- _Task brief_
Produce an exact copy of all the records.

- _Dataset rows_
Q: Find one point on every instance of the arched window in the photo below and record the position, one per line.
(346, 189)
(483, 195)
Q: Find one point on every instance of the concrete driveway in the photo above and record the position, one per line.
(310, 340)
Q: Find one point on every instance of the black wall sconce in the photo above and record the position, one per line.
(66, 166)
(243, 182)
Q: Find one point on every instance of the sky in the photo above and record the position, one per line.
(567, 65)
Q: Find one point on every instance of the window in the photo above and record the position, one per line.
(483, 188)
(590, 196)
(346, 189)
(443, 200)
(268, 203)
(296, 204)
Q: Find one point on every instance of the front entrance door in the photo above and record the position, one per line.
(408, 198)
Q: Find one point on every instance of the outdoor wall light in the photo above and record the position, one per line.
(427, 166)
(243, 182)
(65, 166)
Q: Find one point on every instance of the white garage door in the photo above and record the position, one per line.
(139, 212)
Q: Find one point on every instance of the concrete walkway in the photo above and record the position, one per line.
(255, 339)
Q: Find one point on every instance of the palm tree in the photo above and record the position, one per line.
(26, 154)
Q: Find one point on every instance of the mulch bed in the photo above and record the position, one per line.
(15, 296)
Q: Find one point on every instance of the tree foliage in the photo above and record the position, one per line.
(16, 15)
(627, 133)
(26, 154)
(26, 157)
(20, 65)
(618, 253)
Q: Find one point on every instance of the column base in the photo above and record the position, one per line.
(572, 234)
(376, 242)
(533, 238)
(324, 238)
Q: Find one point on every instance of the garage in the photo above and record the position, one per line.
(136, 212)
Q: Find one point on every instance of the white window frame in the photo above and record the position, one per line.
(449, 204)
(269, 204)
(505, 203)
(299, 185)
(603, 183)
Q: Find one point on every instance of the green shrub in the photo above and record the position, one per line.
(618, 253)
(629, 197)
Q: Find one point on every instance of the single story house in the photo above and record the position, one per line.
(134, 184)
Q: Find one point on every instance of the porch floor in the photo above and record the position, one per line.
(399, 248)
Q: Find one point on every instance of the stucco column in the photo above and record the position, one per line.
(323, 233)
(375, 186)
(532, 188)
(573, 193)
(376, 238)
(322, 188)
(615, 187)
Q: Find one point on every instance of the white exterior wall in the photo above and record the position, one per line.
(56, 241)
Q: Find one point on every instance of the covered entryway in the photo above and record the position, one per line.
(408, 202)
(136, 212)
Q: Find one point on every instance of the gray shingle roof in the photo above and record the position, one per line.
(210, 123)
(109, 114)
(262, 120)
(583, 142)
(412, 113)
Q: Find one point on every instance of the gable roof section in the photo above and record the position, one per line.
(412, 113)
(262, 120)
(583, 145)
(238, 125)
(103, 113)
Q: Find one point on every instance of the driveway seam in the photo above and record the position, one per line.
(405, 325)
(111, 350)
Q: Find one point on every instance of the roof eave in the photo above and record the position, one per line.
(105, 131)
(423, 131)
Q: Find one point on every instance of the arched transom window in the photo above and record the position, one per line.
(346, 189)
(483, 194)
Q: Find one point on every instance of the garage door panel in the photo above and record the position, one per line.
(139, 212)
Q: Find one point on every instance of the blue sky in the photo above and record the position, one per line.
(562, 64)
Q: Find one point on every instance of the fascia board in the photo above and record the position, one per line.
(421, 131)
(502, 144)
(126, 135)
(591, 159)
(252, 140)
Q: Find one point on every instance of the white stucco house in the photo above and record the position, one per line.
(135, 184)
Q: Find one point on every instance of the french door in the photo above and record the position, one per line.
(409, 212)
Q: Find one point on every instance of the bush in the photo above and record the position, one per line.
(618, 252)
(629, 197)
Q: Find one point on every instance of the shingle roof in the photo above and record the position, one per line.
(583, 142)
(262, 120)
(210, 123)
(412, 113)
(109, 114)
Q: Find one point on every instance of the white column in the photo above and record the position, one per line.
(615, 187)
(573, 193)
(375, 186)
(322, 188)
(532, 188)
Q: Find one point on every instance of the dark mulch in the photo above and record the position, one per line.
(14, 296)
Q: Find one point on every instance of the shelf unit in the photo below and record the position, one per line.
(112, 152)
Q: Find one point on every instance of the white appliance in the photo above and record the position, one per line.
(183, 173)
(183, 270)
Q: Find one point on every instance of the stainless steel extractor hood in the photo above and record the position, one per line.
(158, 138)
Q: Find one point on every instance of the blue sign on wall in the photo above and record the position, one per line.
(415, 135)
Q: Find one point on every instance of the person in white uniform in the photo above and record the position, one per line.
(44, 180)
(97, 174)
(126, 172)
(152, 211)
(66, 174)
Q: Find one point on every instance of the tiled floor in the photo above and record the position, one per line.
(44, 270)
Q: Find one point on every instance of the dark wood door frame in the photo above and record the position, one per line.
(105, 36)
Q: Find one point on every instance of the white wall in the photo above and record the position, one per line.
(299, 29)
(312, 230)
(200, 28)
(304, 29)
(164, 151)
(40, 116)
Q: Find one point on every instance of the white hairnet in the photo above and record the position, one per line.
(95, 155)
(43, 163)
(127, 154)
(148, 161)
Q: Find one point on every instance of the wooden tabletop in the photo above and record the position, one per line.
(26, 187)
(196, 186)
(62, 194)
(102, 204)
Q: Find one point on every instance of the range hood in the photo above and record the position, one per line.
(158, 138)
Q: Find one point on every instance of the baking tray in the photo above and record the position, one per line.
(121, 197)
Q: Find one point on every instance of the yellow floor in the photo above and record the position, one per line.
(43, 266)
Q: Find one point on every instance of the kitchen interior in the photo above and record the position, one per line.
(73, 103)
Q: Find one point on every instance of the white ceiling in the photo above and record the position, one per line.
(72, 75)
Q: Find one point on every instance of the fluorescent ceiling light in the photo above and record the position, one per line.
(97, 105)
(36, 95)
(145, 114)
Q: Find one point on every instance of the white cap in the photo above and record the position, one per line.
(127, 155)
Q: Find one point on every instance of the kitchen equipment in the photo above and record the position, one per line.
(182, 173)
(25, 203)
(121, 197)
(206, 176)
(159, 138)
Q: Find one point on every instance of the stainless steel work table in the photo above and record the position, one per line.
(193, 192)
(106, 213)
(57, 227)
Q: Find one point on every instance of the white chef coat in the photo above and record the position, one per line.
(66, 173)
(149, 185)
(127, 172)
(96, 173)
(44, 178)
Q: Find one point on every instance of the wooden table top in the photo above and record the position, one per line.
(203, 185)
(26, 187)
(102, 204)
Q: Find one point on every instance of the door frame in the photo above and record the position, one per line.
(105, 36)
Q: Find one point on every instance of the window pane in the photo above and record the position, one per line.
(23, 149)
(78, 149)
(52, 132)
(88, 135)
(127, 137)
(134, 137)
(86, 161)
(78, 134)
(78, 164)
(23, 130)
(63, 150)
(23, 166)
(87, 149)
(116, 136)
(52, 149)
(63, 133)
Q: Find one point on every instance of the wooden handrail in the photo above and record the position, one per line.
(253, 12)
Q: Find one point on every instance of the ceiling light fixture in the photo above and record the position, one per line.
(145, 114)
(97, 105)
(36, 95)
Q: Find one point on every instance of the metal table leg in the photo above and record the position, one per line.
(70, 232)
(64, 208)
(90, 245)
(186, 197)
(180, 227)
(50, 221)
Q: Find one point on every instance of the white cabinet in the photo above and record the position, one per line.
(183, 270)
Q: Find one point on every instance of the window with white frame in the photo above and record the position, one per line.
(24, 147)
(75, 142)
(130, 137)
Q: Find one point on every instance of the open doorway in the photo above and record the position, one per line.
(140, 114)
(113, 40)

- _Task result_
Q: Find one point on every instance of the arched window in the photo below and record the position, one per line.
(346, 189)
(483, 195)
Q: Find one point on every instance of the concrete driveway in the photo above and record the position, one per line.
(310, 340)
Q: Find one point on every instance of the black wall sconce in the photo above and record the position, one per line.
(66, 166)
(243, 182)
Q: Find one point on every instance of the sky in the photo above and record the position, one per line.
(567, 65)
Q: Find one point on every instance of the window in the photo above and record the position, one per line.
(483, 188)
(590, 196)
(346, 189)
(443, 200)
(268, 203)
(296, 204)
Q: Find one point on every instance of the front entrance door in the photo above and record the position, one per line.
(408, 198)
Q: Find one point on every instance of the outdoor wall light in the photo above and record the position, one per line.
(427, 166)
(243, 182)
(65, 166)
Q: Find one point on every instance of the white garage door in the photo above and record the position, one per line.
(139, 212)
Q: Find one point on every instance of the concrete walkway in the photo above and record the position, one per line.
(255, 339)
Q: Find one point on every instance of the palm tree in the photo above and record the position, one per line.
(26, 154)
Q: Find one point on every instance of the mulch bed in the photo above and record the position, one per line.
(15, 296)
Q: Find one point on every instance of the tree foliage in the photo above and record the position, one per line.
(16, 15)
(627, 133)
(26, 154)
(26, 157)
(20, 65)
(618, 253)
Q: Find one point on every instance of the column base in the photo above and record the position, one per line.
(572, 234)
(376, 242)
(533, 238)
(324, 238)
Q: Find one point on every instance of the garage in the photo above and record the position, one per line.
(136, 212)
Q: Find one point on every instance of the white window frame in the photo above and record the position, one per line.
(449, 204)
(269, 204)
(505, 203)
(299, 185)
(603, 183)
Q: Find one point on every instance of the green shrub in the photo above and record the position, one per line.
(618, 253)
(629, 197)
Q: Find one point on every instance of the single story house in the photo above and record the position, one per line.
(134, 184)
Q: Find one point on every instance of the porch floor in the photo above and record the position, one per line.
(399, 248)
Q: Find one point on every instance of the stucco column in the photo above and record the position, one per line.
(323, 233)
(375, 186)
(532, 188)
(573, 193)
(376, 238)
(322, 188)
(615, 187)
Q: Find one point on every instance of the white exterior wall in the photo above and record the position, one per line.
(56, 241)
Q: Find one point on every instance of the covered entryway in the photo above and record the position, one per line.
(408, 202)
(136, 212)
Q: Find one point on every instance of the gray shingle roof in the photo above and record the position, one per line.
(210, 123)
(109, 114)
(262, 120)
(583, 142)
(412, 113)
Q: Find one point on every instance of the gable roof section in the photo above and record the position, one per line.
(412, 113)
(262, 120)
(583, 145)
(238, 125)
(103, 113)
Q: Find one point on every instance of the driveway seam in the photo above and record the position, one per line.
(405, 325)
(111, 350)
Q: Find one point on every instance of the roof eave in the photo above and record the position, one per line.
(105, 131)
(423, 131)
Q: Find one point on every instance of the arched transom window in the photo above and record the position, one per line.
(346, 189)
(483, 194)
Q: Find one point on every instance of the garage door panel in the photo above and record the position, one per line.
(139, 212)
Q: Find one point on every instance of the blue sky in the photo above and record the position, one per line.
(562, 64)
Q: Find one point on every instance of the fascia board in the photo above and record the position, one per line.
(421, 131)
(502, 144)
(126, 135)
(591, 159)
(252, 140)
Q: Find one point on every instance of the white stucco house in the photo above and record the position, one per line.
(135, 184)
Q: Find one point on every instance of the french door in the photo above and record the position, one per line.
(409, 212)
Q: Find one point on every instance of the bush in the photo above and record the position, one per line.
(618, 252)
(629, 197)
Q: Find one point on every instance of the shingle roof in the photo above and record the position, one per line.
(583, 142)
(262, 120)
(210, 123)
(412, 113)
(109, 114)
Q: Find one point on every instance of the white column in the photo above and record the position, one per line.
(615, 187)
(573, 193)
(375, 186)
(322, 188)
(532, 188)
Q: Find one point on every instance of the dark mulch in the photo above and record the position, one per line.
(14, 296)
Q: Find one point on every instance of the shelf unit in the photo below and record the position, one per line.
(112, 152)
Q: Find one point on every instance of the white appliance in the photo above and record the position, one per line.
(183, 173)
(183, 270)
Q: Find one point on every instance of the stainless steel extractor hood in the photo above and record the position, one per line.
(158, 138)
Q: Find one point on every instance of the blue sign on wall in the photo above and record the position, one per line.
(415, 135)
Q: Find one point on every instance of the person in white uniform in the photo above and record the position, one per line.
(44, 180)
(97, 174)
(126, 172)
(152, 211)
(66, 174)
Q: Find one point on every instance of the tiled floor in the photo above and record the position, one per line.
(44, 270)
Q: Find one point on every instance of the dark wood door frame in the photo above and record the position, one per line.
(105, 36)
Q: Find one point on every instance of the white wall in the photo above and record the position, one per line.
(299, 29)
(312, 230)
(200, 28)
(304, 29)
(164, 151)
(40, 116)
Q: Find one point on every instance of the white hairnet in the photo above and record the position, one per line.
(95, 155)
(43, 163)
(127, 154)
(148, 161)
Q: Find one point on every instance of the wooden tabletop in the photo above and record the position, one per line.
(26, 187)
(196, 186)
(62, 194)
(102, 204)
Q: Find one point on every instance of the range hood in the photo above and record the position, one per line.
(158, 138)
Q: Find one point on every instance of the baking tray in the photo above and record the position, one per line.
(121, 197)
Q: Find one point on every instance of the yellow floor in the photo above and record the position, one per line.
(43, 266)
Q: Find one point on every instance of the kitchen interior in the photo above and record the position, one per line.
(73, 103)
Q: Find one point on every instance of the white ceiling in the photo above and record the position, one per line.
(72, 75)
Q: Find one point on every instance of the fluorescent ceiling light in the photo above and record the position, one per line.
(97, 105)
(36, 95)
(145, 114)
Q: Find one point on every instance of the white cap in the photo above and record the position, one per line.
(127, 155)
Q: Find one point on every instance of the kitchen equipment in the photo above and record the position, one per line.
(182, 173)
(25, 203)
(121, 197)
(206, 176)
(159, 138)
Q: Find one point on every instance of the stainless steel work table in the photo above and record the position, one per line.
(193, 192)
(106, 213)
(57, 227)
Q: Find one point on every instance of the white chef coat in the photo above and record the position, one per line.
(66, 173)
(149, 185)
(127, 172)
(96, 173)
(44, 178)
Q: Find one point on every instance of the wooden table top in the photo above and record the position, one per line.
(203, 185)
(26, 187)
(102, 204)
Q: Find one point on every instance of the door frame in the photo above and record the position, one per line.
(105, 36)
Q: Find one point on every instance of the window pane in the photo above and record the position, one per line.
(23, 149)
(78, 149)
(52, 132)
(88, 135)
(127, 137)
(134, 137)
(86, 161)
(78, 134)
(78, 164)
(23, 130)
(63, 150)
(23, 166)
(87, 149)
(116, 136)
(52, 149)
(63, 133)
Q: Find one point on every instance of the wooden handrail in the photo above and record the position, one per line.
(253, 12)
Q: Find one point on every instance of the ceiling light fixture in the photo above and record the position, one per line.
(145, 114)
(97, 105)
(36, 95)
Q: Find one point on every instance of the metal table leg in the photo above and record the position, one per line.
(70, 232)
(64, 208)
(90, 245)
(186, 197)
(180, 227)
(50, 221)
Q: Find one point on every instance of the white cabinet in the photo above and record the position, one per line.
(183, 270)
Q: Find one point on every instance of the window with white frame in the photo above and record the position, one per line.
(24, 147)
(75, 142)
(130, 137)
Q: Find one point on every instance of the open doorway in the photo above and record the position, one per line.
(140, 114)
(113, 40)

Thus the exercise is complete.